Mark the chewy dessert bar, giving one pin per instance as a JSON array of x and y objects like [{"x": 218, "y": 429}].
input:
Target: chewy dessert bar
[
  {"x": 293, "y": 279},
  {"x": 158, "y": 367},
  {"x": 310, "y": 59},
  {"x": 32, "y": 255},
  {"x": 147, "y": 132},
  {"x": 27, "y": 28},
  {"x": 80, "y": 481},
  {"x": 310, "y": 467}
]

....

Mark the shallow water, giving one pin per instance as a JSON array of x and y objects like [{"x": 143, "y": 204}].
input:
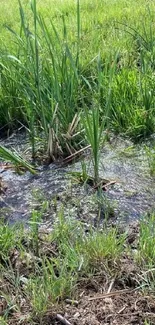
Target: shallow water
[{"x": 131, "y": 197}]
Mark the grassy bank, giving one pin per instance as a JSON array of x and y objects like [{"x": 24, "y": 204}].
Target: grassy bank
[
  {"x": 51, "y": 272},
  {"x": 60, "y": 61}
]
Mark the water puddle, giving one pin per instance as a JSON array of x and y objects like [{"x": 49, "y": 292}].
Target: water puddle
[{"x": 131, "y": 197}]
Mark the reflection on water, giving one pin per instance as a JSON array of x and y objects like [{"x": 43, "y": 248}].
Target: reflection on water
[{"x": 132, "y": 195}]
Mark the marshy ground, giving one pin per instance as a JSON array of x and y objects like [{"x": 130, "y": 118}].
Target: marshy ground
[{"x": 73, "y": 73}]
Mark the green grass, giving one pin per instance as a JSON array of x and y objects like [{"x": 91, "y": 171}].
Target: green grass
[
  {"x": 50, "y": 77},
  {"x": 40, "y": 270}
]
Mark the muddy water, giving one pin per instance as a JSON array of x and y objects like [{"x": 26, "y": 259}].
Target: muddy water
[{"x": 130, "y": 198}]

....

**Do this:**
State how many lines in the data above contain the string "like", where case counts. Give only the number.

**Correct output:**
8